From economics to climate change...
MARY MALLON managed to infect 47 people during the course of her career as a cook.
Three of them died of the disease.
Between 1900 and 1907, she infected two dozen people with typhoid fever. She worked in Mamaroneck, New York for less than two weeks when residents began to succumb. She moved to Manhattan in 1901 and members of the family where she was employed started to develop fever and diarrhoea. The laundress died.
She then went to work for a lawyer and managed to infect seven out of a household of eight. In 1906 she moved to Long Island. Within two weeks, six out of eleven household members were hospitalized.
She changed employment again and managed to infect three more families. Her fame "is in part due to her vehement denial of her own role in causing the disease, together with her refusal to cease working".
We are more familiar with her unofficial name, as 'Typhoid Mary'.
Peter Piot is a Belgian scientist who helped to discover the Ebola virus and helped contain its first epidemic outbreak. In an interview with Jim Al-Khalili on BBC Radio 4's The Life Scientific broadcast in 2016, Piot tells the story of the work done to try and stem the tide by small Ebola clinics in Zaire in 1976.
At one of these clinics, in a Belgian convent, the mother superior would come in every morning and distribute five needles and syringes to the outpatients department. That would be it for the day. Everybody who came into the clinic on the day in question would be treated with the same needles – the most the medical staff would do would be to flush those needles with water.

(Natural-language object grounding lines)
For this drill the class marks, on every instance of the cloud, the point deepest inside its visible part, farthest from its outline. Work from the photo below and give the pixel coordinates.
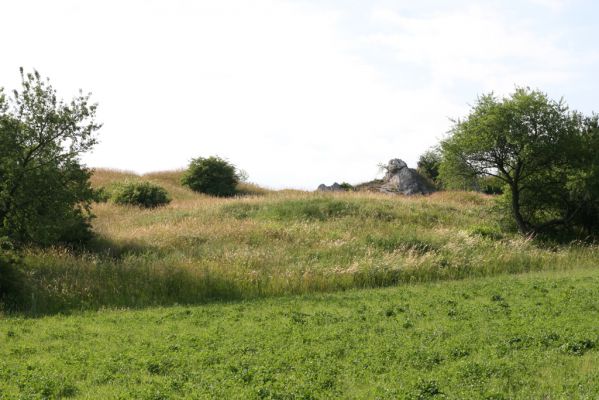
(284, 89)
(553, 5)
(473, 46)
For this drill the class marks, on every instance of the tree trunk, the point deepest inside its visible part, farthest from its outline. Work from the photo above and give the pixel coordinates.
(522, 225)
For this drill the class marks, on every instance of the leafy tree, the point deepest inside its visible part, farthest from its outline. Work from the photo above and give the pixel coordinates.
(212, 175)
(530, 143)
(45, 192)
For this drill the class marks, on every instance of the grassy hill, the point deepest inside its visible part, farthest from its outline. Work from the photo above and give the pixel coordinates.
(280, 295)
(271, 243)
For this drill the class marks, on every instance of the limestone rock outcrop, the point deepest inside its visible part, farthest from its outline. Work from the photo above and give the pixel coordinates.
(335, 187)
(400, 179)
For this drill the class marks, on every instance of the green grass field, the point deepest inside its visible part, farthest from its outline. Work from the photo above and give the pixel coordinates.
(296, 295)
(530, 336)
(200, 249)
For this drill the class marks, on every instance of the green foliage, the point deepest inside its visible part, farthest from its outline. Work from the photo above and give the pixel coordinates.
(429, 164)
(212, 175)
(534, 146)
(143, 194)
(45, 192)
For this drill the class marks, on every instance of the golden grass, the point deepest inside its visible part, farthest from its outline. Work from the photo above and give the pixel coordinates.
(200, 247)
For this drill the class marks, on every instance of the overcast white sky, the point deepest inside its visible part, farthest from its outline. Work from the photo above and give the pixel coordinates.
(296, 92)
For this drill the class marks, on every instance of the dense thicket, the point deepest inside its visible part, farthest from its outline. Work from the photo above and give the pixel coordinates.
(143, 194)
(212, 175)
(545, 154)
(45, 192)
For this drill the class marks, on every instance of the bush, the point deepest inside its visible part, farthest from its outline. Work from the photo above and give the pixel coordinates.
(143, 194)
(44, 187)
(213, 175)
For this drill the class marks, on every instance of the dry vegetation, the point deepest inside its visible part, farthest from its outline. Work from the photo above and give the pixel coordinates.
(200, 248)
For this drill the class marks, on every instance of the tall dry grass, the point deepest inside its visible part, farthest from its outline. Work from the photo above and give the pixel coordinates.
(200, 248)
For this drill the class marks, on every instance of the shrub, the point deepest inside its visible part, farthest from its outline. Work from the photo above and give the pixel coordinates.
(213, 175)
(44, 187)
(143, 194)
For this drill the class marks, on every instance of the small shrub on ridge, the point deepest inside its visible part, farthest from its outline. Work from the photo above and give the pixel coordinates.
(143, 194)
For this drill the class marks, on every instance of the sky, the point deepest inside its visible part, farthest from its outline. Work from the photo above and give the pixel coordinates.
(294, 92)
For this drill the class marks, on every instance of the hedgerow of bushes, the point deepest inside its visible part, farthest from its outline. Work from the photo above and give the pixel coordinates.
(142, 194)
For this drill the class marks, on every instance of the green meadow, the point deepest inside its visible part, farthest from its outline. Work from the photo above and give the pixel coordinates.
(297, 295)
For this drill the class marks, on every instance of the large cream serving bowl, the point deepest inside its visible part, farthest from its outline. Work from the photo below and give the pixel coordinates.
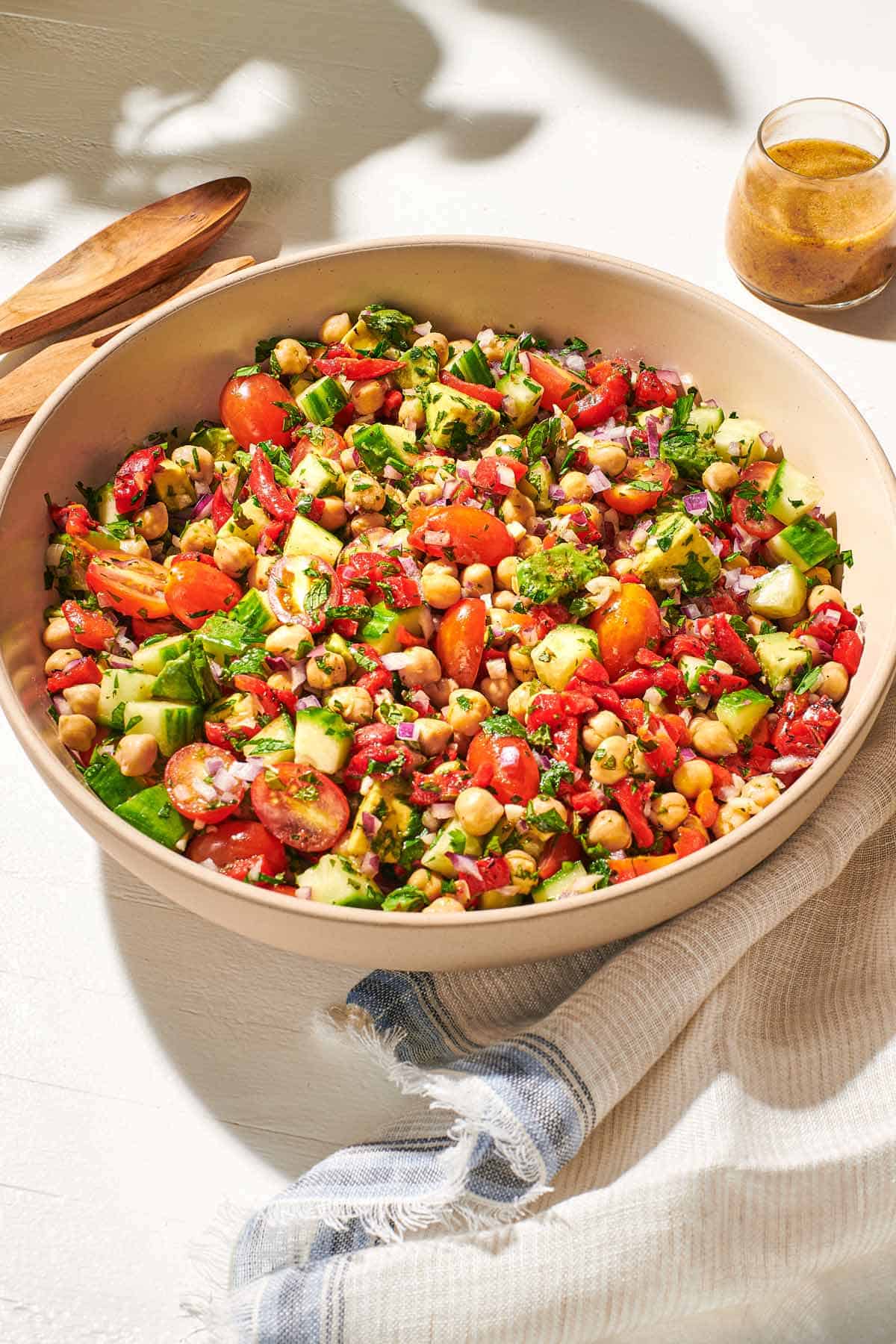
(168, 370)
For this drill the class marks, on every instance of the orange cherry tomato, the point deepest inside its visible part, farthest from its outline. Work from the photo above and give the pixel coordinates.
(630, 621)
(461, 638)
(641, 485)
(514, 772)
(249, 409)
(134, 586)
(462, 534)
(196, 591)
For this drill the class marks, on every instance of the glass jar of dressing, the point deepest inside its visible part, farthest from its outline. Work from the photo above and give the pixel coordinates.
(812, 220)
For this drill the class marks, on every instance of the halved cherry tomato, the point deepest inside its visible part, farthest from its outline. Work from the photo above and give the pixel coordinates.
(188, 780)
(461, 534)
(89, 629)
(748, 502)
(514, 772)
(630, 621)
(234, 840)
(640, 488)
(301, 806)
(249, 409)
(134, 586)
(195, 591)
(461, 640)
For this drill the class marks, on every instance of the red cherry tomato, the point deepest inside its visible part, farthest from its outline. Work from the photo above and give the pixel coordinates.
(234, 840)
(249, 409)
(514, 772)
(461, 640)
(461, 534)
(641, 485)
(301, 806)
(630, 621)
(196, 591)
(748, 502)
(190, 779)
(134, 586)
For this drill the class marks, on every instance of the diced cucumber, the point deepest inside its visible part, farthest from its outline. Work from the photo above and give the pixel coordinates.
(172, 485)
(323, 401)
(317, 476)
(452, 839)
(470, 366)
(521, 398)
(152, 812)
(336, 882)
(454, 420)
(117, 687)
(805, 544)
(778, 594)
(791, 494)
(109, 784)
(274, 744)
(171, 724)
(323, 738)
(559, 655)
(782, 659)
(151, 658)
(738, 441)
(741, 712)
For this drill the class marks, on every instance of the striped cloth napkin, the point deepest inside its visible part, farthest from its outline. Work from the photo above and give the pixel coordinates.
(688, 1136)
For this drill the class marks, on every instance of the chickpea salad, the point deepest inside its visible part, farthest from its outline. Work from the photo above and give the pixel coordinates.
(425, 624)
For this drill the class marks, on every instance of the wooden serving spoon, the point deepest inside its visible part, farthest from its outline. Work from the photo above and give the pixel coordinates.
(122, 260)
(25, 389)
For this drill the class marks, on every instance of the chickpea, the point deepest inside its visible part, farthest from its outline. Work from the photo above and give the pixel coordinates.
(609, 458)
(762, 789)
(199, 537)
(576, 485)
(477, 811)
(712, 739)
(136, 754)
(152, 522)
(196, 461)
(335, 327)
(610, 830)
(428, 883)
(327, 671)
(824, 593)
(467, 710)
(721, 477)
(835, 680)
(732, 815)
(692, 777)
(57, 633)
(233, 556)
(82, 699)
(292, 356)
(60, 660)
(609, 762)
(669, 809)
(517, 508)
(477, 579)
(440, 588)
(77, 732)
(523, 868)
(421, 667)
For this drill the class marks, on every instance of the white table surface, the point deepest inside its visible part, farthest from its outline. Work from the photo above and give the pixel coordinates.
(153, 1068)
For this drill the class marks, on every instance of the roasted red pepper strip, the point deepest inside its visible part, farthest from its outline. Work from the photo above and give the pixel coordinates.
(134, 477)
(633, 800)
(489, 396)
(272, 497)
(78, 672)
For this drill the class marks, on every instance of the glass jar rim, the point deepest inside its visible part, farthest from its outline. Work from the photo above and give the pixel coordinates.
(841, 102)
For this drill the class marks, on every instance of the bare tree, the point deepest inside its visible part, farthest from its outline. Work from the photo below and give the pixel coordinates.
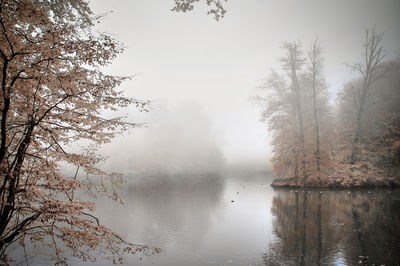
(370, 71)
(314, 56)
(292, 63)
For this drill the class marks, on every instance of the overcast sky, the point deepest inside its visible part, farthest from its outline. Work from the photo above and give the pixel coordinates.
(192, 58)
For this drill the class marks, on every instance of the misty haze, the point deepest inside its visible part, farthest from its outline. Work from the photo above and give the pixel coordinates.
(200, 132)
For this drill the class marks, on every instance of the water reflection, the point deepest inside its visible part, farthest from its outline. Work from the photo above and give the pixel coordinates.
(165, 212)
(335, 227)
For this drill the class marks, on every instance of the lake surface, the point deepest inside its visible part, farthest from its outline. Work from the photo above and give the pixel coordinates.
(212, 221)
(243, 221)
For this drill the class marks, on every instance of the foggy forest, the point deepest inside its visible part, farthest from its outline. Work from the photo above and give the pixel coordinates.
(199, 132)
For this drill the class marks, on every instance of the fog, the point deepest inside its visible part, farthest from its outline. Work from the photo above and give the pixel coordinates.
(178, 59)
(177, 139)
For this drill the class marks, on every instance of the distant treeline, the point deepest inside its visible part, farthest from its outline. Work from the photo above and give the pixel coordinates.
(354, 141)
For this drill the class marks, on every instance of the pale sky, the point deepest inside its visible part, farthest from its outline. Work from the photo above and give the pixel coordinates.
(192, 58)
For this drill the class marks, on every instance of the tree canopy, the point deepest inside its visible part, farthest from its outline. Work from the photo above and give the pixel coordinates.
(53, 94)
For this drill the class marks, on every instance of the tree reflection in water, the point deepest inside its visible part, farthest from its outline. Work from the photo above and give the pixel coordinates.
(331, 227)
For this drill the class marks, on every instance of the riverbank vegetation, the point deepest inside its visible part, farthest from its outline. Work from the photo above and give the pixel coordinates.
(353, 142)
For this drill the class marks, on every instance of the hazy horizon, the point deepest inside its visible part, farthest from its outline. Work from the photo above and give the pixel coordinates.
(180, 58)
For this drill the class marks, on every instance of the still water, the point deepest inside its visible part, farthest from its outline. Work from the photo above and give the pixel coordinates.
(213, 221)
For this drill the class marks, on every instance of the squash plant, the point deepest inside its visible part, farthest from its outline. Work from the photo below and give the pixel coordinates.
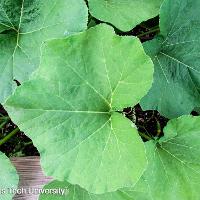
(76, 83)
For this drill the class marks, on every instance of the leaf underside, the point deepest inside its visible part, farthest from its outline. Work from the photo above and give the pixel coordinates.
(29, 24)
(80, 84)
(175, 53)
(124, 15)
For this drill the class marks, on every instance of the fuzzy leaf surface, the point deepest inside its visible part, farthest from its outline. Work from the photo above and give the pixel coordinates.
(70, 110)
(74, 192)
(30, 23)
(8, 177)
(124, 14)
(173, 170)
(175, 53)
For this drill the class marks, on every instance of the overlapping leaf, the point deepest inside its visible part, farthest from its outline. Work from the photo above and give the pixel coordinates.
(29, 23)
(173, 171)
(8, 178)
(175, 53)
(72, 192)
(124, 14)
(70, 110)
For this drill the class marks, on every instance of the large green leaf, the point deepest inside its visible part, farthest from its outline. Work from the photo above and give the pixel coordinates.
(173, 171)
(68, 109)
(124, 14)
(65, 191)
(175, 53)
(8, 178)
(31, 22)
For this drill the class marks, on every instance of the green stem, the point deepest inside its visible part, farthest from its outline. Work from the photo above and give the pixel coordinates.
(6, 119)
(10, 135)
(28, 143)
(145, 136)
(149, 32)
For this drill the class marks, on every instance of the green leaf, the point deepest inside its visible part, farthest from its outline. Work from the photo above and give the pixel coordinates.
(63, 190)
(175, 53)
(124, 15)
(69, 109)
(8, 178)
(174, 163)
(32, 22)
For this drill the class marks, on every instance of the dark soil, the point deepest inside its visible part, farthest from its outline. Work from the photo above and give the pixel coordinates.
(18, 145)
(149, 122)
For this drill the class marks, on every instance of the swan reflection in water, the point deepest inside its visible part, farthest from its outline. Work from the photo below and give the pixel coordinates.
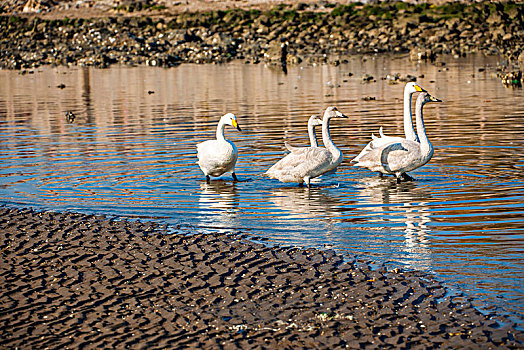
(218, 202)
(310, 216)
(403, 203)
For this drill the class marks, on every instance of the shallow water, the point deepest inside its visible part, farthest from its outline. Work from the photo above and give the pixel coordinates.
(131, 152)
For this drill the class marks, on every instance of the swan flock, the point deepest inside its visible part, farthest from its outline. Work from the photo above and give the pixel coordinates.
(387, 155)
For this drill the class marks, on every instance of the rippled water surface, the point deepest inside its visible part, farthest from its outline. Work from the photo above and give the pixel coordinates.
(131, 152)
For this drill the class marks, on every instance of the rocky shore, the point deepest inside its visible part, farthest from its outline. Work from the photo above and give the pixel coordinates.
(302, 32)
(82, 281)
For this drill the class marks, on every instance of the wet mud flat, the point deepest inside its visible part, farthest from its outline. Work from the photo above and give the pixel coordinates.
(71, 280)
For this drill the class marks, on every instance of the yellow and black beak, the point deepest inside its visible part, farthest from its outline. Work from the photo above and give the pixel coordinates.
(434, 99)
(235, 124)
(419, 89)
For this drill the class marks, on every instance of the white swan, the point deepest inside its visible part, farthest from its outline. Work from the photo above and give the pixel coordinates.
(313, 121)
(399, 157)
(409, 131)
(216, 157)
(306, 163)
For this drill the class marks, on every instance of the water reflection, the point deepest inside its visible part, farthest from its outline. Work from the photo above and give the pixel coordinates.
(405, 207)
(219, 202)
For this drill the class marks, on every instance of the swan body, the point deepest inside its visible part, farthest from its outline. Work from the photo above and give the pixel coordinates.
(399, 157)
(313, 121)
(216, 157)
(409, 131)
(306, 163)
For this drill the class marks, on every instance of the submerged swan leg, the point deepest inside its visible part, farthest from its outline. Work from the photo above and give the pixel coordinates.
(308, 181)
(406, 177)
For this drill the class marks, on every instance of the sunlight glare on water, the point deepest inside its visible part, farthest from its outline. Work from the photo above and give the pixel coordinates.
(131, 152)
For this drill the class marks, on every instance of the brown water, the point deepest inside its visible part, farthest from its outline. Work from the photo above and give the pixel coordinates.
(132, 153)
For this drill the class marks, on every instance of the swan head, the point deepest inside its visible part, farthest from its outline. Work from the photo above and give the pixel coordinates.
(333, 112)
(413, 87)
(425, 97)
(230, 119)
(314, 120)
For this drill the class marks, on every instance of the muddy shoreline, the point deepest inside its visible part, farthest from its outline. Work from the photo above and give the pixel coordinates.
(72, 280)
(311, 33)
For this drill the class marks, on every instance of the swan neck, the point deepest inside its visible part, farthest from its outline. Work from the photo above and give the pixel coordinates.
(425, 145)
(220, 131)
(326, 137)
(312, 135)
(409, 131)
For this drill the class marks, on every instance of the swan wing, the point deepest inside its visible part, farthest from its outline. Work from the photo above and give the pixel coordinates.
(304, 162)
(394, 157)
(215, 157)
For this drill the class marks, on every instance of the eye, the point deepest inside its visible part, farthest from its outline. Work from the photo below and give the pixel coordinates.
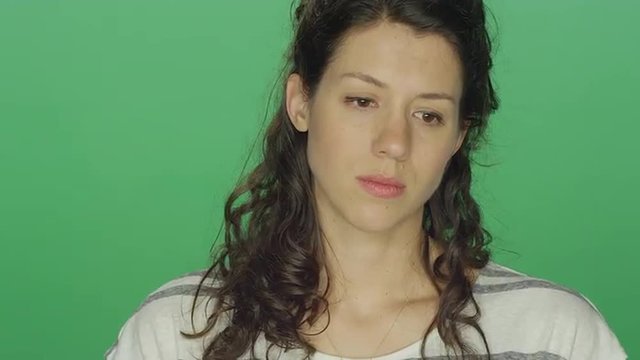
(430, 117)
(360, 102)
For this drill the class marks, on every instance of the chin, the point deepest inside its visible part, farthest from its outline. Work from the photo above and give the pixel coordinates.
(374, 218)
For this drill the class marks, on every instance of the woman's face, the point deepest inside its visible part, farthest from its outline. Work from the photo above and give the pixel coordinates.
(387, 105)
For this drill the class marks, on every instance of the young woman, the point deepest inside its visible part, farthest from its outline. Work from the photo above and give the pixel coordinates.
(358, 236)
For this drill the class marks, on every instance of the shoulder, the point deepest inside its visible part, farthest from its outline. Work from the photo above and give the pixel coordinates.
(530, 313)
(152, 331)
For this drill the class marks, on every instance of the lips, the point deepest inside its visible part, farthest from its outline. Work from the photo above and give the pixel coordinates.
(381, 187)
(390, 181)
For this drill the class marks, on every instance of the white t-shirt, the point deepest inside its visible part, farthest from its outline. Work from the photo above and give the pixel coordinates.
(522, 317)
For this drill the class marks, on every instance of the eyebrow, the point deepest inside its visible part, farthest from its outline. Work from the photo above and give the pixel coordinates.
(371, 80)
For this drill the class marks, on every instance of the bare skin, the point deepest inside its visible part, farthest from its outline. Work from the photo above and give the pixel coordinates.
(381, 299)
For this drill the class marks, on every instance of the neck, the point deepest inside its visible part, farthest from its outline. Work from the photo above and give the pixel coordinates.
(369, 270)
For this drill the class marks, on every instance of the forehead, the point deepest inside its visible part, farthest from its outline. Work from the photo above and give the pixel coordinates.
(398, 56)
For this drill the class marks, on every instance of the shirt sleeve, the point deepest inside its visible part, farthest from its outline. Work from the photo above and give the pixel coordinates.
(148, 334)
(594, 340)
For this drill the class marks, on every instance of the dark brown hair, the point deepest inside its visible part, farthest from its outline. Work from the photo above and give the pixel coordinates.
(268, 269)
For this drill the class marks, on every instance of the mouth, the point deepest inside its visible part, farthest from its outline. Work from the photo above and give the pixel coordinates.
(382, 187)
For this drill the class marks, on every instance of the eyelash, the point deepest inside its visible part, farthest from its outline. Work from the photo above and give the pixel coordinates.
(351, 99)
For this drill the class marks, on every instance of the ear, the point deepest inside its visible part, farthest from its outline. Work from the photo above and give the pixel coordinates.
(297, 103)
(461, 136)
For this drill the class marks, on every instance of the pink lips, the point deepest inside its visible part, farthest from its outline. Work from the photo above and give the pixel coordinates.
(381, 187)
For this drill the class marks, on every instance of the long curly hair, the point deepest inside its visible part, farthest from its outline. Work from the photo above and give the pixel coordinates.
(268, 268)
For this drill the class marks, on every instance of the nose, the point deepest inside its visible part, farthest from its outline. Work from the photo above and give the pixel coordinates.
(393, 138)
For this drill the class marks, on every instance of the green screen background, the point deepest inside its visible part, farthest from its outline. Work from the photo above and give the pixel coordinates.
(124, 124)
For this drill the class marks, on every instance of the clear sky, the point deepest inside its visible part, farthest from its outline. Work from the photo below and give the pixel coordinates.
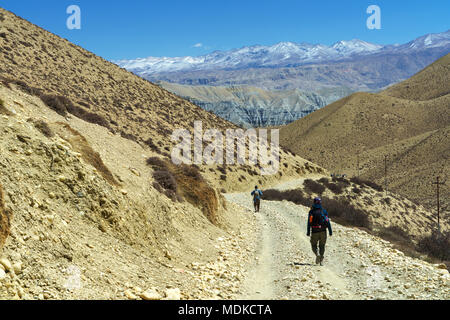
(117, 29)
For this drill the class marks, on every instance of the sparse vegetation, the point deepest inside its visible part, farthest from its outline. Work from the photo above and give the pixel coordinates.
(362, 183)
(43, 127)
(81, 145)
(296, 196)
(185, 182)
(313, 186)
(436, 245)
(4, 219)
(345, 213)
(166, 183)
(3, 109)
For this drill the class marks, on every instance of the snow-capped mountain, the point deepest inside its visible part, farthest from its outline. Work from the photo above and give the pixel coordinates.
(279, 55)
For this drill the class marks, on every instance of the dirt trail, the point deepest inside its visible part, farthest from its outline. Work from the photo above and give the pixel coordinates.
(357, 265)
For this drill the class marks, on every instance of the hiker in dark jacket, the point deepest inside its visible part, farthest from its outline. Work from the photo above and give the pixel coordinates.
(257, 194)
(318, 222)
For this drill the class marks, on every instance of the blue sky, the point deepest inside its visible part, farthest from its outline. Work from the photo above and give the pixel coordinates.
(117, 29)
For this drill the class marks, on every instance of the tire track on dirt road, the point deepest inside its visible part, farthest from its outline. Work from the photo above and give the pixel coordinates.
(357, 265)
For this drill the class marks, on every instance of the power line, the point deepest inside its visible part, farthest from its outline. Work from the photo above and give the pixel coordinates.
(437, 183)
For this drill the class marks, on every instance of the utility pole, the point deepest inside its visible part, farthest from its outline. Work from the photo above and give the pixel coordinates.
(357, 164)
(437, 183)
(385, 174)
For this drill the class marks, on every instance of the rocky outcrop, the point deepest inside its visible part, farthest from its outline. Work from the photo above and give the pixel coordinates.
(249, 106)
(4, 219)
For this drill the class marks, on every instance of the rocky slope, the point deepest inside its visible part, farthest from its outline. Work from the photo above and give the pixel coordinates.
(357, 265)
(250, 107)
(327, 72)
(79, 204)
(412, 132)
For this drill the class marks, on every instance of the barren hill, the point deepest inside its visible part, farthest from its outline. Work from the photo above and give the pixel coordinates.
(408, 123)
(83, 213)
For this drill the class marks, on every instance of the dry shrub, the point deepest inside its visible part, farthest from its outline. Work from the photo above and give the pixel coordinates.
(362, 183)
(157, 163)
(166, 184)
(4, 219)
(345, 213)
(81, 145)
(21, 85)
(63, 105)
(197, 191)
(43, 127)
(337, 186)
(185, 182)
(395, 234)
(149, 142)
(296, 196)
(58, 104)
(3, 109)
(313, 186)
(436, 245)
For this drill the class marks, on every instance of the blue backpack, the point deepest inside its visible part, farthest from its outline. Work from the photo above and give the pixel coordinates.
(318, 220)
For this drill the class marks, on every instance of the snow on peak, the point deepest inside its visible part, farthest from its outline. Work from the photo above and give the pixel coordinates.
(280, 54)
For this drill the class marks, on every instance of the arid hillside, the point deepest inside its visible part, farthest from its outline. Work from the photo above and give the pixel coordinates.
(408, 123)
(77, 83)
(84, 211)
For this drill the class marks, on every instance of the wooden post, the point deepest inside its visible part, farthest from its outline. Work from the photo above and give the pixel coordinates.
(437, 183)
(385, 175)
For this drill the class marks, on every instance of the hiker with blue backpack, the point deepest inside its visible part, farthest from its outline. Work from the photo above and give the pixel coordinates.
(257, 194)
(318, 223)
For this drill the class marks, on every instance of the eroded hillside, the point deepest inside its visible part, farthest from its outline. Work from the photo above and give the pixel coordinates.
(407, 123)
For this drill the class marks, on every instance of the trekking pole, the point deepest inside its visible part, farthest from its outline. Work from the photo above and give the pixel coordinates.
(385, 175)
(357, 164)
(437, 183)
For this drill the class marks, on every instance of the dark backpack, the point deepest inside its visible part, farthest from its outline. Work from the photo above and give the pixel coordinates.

__LIST OF TASKS__.
• a. In the passage on Typhoid Mary and Ebola, how many needles and syringes did the mother superior give the outpatients department each morning?
• b. Update the passage on Typhoid Mary and Ebola: give the stretch from "MARY MALLON managed" through "members were hospitalized." again, with "household" changed to "family".
• c. Take the passage on Typhoid Mary and Ebola further, continuing on from its final sentence.

__OUTPUTS FOR THE TASKS__.
• a. Five.

• b.
MARY MALLON managed to infect 47 people during the course of her career as a cook.
Three of them died of the disease.
Between 1900 and 1907, she infected two dozen people with typhoid fever. She worked in Mamaroneck, New York for less than two weeks when residents began to succumb. She moved to Manhattan in 1901 and members of the family where she was employed started to develop fever and diarrhoea. The laundress died.
She then went to work for a lawyer and managed to infect seven out of a family of eight. In 1906 she moved to Long Island. Within two weeks, six out of eleven family members were hospitalized.

• c.
As Piot puts it, that basic error in hygiene amounted to "the most efficient way to transmit a virus". In attempting to help the sick, that mother superior in that small central African clinic ended up, inadvertently, killing hundreds of patients – including, presumably, some who didn't even present the early signs of Ebola.
That wasn't the only revelation of the programme in question. Piot goes on to observe how he has become a little more worldly-wise, and quite a bit more cynical, as a result of his experiences in fighting disease:
"I thought 40 years ago that if you've got the evidence, if you've got the science, then the rest will follow. But that's not how society works."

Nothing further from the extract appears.